— start EXTRACTED RECORDS —
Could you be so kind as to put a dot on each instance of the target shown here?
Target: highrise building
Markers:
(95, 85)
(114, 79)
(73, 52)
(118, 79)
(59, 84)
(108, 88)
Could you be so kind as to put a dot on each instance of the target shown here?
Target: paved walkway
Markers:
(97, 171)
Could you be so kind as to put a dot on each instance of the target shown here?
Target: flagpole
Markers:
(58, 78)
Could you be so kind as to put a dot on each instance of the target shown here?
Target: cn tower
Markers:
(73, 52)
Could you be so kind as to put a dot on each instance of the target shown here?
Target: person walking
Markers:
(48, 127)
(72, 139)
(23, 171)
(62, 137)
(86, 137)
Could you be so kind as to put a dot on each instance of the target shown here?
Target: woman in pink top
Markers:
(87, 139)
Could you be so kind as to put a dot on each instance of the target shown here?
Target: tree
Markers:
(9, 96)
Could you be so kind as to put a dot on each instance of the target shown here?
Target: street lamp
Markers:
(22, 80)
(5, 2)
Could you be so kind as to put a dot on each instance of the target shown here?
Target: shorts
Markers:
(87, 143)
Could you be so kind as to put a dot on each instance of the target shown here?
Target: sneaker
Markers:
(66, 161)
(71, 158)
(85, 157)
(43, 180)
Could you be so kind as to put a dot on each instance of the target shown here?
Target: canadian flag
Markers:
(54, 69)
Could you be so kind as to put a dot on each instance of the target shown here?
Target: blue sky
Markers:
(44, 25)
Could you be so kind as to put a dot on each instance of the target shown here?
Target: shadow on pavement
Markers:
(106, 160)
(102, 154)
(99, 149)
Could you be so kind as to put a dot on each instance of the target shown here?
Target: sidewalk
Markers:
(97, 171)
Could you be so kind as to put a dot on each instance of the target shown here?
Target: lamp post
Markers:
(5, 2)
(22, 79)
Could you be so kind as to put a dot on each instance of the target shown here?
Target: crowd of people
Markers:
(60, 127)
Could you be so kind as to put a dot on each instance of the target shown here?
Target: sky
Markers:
— end EXTRACTED RECORDS —
_EXERCISE AIM_
List each line that contains the word "lamp", copying the whole line. Case counts.

_ANSWER FOR THIS EXERCISE_
Target: street lamp
Target: lamp post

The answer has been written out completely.